State how many lines in the entries below contain the string "query", with case counting. Give only the number.

Supplied records:
******************************

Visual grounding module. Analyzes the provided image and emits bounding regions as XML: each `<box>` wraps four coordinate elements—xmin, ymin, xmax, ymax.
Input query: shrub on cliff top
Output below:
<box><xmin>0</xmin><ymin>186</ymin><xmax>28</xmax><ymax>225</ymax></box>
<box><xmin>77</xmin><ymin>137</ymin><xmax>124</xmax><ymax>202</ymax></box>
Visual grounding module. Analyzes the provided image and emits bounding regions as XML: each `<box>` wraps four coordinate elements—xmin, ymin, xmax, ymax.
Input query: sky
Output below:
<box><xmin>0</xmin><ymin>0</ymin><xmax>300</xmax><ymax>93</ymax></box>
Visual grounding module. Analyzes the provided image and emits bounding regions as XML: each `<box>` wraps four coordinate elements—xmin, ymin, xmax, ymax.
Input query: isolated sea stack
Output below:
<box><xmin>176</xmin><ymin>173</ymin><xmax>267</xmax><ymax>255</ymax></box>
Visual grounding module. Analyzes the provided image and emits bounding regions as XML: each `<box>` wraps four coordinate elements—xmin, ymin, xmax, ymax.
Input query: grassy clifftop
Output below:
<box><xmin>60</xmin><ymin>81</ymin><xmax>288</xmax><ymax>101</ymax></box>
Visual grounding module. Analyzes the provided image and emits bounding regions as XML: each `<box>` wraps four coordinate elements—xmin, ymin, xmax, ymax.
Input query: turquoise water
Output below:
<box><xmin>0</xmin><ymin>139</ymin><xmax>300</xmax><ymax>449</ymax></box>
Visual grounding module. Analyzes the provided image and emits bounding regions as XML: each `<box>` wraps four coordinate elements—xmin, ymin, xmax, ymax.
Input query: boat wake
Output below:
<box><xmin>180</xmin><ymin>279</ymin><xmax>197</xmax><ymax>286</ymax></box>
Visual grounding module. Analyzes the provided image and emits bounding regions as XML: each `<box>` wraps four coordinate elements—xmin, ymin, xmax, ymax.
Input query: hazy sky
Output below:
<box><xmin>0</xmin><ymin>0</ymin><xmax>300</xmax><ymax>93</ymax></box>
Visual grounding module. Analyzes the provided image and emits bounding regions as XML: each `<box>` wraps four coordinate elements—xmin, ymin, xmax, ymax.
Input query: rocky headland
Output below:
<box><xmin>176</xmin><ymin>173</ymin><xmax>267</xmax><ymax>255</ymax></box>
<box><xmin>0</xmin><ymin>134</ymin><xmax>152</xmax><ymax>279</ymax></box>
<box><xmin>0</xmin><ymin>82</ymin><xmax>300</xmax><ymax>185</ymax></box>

******************************

Problem solution: 8